### What is asked
Pick out every line in the entries below that contains the word "head", and copy each of those lines in full.

### Excerpted data
☆ ☆ ☆ ☆ ☆ ☆ ☆

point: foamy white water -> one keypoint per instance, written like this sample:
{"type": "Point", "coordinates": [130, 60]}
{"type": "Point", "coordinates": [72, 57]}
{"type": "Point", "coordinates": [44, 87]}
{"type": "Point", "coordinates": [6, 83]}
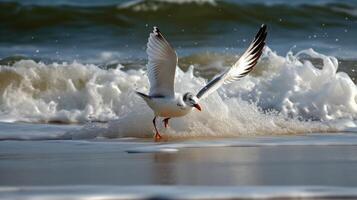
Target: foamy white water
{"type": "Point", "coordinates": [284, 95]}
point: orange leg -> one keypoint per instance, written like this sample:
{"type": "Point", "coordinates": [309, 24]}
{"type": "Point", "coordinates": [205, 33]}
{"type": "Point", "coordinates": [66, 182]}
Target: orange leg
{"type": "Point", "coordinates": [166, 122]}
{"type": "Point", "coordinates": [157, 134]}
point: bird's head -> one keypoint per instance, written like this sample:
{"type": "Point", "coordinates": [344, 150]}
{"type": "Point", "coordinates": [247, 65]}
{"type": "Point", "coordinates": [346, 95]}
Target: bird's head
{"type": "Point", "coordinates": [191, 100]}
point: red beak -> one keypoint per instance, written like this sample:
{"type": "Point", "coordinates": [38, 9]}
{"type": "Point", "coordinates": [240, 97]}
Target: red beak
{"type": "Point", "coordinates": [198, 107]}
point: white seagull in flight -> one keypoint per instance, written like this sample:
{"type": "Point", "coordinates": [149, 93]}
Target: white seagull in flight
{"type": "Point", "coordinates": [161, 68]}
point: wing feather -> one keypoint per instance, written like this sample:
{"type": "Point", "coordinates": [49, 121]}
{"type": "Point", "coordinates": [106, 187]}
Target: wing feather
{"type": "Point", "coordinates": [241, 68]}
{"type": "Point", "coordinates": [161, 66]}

☆ ☆ ☆ ☆ ☆ ☆ ☆

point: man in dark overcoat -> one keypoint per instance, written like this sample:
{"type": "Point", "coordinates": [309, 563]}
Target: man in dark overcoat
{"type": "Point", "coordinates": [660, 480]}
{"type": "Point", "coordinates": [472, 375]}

☆ ☆ ☆ ☆ ☆ ☆ ☆

### Output below
point: bird's head -> one keypoint per instance, written like this sample:
Target: bird's head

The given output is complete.